Lines below containing the word "glasses" should be copied out.

--- START ---

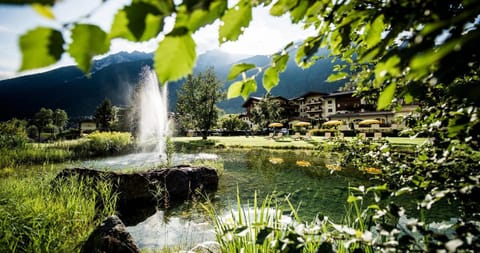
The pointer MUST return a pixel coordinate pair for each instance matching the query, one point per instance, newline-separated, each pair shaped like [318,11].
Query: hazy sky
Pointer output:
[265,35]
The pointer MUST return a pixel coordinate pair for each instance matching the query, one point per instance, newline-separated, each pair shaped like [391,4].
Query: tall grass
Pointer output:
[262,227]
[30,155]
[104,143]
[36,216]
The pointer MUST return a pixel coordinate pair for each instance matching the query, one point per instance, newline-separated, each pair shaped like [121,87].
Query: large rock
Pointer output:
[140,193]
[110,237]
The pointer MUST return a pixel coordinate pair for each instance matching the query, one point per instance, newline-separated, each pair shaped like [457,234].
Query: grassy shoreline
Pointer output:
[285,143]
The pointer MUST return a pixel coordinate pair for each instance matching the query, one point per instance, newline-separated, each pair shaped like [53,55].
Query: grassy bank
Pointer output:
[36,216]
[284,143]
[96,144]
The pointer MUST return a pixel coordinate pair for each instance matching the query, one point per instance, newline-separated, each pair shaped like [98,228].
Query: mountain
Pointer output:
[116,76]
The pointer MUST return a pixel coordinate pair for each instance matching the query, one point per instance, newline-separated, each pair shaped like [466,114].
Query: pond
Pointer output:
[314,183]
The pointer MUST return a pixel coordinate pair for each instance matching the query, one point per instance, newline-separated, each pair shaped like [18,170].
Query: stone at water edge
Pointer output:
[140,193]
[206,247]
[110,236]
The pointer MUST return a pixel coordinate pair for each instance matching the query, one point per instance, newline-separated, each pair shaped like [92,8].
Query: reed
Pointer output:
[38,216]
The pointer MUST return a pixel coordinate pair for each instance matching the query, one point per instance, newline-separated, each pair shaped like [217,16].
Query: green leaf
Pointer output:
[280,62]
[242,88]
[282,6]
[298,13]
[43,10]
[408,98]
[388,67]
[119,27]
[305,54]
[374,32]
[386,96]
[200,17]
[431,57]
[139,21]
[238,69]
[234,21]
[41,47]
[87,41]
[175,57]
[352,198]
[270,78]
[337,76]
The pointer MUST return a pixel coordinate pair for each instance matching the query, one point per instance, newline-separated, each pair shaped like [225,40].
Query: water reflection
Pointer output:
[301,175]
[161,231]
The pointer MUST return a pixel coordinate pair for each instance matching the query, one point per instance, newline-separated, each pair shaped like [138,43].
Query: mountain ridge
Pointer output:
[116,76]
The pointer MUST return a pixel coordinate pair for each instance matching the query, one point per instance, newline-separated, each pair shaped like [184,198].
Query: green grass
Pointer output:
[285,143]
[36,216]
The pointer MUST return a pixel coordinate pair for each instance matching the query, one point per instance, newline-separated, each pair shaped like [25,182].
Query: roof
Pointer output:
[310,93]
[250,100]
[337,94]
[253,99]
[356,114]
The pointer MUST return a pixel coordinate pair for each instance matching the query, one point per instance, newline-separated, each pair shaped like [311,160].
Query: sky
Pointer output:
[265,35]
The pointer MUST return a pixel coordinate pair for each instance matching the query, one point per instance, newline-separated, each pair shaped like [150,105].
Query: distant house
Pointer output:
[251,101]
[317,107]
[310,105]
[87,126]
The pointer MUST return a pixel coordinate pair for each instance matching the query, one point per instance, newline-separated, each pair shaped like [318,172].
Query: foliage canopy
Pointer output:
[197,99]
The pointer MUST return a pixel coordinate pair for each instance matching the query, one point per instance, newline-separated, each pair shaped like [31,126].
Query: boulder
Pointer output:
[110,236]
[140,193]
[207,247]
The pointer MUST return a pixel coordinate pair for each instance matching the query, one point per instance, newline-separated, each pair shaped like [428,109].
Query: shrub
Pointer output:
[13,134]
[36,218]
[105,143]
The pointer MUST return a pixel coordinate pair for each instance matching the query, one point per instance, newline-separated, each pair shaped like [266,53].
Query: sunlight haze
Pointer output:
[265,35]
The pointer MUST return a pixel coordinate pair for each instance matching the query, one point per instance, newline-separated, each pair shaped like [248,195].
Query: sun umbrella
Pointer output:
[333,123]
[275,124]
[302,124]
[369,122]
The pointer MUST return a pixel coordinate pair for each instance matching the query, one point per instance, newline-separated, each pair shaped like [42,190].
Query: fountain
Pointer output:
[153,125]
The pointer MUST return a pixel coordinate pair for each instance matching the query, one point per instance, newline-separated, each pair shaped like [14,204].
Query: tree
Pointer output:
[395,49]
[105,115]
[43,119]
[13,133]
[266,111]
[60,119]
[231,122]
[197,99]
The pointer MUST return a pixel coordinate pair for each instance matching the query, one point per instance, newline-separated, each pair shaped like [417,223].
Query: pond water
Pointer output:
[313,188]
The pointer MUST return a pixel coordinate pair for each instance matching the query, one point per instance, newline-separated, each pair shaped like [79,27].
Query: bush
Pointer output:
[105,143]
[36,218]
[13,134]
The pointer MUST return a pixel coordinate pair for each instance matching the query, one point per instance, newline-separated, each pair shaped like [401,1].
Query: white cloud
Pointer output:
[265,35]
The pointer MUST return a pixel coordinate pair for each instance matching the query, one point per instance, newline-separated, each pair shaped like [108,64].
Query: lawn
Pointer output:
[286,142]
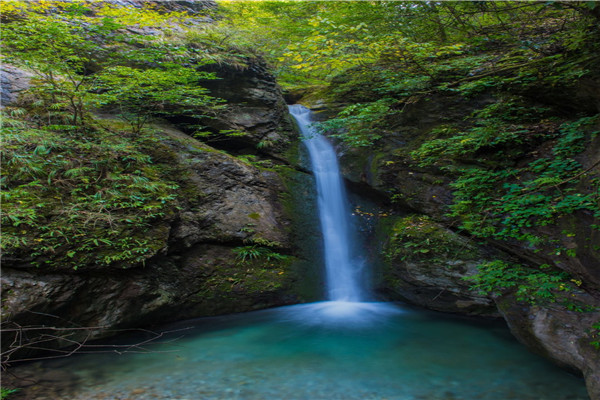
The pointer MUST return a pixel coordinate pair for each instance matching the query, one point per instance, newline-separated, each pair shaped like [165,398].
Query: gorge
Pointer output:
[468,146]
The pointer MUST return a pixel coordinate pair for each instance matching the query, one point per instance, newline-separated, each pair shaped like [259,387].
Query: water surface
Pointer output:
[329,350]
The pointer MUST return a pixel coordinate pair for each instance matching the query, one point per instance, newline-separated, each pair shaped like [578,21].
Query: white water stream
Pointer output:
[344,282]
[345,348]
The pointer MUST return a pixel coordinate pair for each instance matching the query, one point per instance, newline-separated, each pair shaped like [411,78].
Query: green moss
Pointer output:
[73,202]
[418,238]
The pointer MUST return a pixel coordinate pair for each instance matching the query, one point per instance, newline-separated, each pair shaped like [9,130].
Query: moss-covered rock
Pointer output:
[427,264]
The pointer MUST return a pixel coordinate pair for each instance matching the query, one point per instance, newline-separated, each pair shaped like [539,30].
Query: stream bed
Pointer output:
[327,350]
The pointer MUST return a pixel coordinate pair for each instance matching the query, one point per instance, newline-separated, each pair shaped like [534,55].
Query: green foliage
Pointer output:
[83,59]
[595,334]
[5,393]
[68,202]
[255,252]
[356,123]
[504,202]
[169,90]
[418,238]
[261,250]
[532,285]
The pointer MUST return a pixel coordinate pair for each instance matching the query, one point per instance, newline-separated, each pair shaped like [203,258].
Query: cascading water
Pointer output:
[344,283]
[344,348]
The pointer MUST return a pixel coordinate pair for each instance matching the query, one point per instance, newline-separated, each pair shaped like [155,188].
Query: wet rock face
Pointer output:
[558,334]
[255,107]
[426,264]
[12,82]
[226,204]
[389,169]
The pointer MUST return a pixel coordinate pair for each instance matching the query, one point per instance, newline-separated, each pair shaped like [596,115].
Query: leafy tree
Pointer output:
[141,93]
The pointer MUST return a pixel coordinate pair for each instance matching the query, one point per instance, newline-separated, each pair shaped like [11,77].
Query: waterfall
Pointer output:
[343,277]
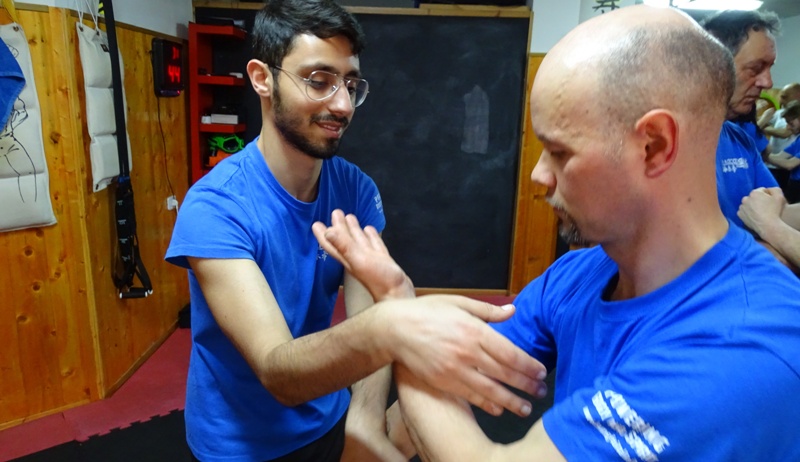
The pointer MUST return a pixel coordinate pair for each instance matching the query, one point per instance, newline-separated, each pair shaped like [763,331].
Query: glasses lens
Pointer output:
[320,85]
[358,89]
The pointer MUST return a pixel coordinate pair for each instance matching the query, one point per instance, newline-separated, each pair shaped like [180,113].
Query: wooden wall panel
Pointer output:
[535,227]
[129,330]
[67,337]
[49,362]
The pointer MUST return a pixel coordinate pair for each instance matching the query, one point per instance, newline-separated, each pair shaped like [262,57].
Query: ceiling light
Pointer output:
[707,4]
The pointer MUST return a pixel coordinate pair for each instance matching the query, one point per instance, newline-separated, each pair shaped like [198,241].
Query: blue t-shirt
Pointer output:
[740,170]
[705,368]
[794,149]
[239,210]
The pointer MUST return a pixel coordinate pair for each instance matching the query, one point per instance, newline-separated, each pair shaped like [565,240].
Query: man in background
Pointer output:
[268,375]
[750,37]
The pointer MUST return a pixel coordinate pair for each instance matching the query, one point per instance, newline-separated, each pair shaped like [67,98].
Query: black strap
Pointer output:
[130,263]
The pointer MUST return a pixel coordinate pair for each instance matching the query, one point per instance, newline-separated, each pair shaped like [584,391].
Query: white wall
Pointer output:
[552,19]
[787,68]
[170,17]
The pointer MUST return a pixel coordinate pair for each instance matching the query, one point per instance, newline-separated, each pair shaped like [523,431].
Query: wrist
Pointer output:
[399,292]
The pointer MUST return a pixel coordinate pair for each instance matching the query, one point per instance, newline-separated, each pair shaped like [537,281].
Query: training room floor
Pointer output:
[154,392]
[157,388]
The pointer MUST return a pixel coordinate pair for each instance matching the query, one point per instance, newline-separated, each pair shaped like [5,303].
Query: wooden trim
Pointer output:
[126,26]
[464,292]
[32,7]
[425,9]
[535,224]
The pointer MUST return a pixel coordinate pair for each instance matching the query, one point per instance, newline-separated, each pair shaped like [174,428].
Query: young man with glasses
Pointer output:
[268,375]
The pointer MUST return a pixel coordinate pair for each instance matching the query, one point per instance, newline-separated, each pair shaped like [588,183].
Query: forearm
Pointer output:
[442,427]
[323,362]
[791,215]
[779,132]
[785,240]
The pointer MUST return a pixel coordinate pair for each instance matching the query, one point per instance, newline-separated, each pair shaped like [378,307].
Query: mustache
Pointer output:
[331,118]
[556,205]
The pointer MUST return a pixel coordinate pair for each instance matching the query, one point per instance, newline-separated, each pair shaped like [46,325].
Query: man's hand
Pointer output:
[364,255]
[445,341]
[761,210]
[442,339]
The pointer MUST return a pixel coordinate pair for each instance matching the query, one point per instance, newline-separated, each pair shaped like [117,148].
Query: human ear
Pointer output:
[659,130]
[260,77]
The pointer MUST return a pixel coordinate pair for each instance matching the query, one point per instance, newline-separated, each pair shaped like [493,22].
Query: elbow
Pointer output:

--- END ---
--- START ---

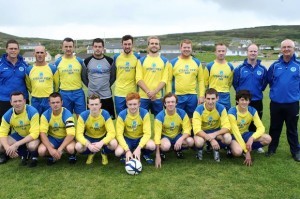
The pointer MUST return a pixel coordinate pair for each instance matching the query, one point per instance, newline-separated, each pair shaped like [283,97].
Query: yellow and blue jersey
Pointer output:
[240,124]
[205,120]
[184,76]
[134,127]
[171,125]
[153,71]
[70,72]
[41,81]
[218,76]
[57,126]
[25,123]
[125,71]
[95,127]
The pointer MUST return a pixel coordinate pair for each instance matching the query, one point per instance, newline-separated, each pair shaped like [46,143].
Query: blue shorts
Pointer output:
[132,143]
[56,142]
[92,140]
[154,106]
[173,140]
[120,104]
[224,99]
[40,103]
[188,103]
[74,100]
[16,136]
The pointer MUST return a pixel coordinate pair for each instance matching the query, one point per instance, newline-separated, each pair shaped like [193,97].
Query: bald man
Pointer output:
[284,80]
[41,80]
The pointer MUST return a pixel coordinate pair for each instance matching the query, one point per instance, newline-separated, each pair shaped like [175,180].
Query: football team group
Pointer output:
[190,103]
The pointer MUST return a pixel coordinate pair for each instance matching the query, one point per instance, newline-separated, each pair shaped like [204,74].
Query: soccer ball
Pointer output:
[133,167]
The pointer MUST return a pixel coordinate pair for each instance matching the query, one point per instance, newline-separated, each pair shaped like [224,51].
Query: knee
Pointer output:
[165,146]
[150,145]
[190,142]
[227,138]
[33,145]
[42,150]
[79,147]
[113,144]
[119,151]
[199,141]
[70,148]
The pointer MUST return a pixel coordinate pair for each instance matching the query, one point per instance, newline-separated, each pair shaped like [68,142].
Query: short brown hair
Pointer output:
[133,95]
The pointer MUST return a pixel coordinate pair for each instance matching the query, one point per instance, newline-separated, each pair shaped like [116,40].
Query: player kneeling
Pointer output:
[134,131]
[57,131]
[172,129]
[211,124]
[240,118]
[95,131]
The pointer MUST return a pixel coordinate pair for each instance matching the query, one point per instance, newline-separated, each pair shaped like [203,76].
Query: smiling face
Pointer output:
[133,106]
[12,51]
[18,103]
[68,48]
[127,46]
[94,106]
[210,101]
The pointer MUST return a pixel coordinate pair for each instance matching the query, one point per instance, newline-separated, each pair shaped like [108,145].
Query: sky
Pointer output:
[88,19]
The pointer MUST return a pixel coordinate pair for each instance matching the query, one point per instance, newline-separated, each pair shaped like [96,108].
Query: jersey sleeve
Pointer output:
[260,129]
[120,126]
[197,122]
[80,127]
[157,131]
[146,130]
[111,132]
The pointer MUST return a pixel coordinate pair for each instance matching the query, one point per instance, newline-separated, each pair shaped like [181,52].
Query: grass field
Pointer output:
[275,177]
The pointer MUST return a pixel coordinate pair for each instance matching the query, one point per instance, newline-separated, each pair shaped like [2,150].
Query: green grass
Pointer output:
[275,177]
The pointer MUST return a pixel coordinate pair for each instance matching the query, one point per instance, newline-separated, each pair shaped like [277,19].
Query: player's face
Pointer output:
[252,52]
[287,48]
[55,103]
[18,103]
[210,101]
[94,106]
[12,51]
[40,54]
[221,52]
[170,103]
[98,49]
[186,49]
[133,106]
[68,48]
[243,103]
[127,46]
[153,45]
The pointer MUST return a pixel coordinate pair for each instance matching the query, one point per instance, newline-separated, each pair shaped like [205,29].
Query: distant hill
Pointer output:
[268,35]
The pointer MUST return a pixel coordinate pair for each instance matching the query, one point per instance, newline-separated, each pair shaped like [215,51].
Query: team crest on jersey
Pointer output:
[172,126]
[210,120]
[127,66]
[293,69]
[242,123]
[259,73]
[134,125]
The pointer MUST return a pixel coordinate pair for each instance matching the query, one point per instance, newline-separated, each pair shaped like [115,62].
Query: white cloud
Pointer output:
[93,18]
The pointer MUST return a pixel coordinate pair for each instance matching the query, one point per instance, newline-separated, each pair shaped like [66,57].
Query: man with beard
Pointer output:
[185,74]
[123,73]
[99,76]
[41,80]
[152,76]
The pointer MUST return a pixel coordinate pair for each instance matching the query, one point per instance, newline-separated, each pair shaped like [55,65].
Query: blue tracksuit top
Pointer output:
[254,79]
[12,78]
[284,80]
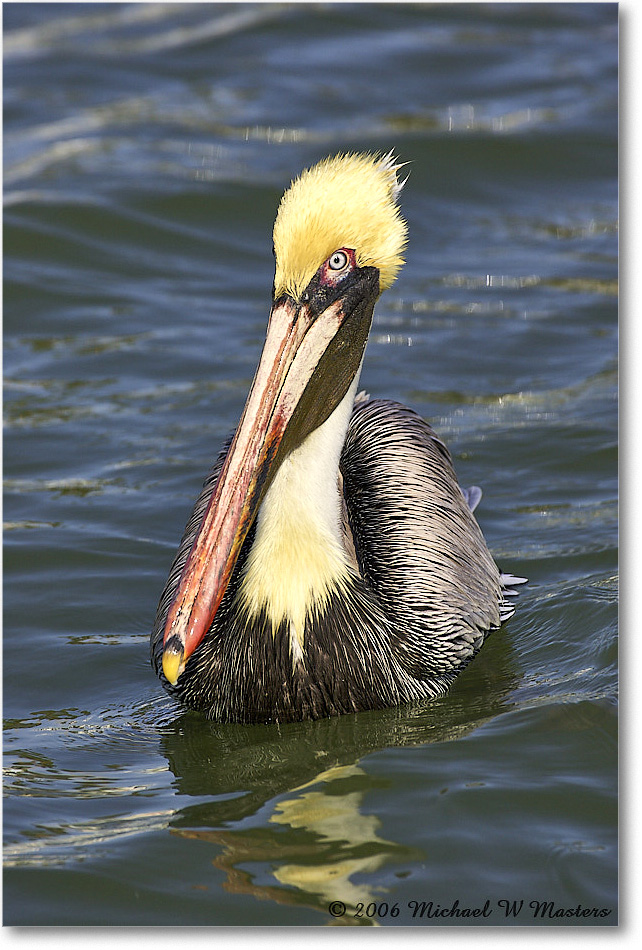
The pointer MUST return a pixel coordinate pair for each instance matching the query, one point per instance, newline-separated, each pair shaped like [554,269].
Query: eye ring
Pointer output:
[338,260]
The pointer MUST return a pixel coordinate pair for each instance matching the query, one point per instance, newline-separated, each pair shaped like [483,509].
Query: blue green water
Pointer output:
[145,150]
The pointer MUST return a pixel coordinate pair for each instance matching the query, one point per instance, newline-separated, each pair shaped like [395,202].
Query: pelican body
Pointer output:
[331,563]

--- END ---

**Solution:**
Query: glasses lens
Query: young man with glasses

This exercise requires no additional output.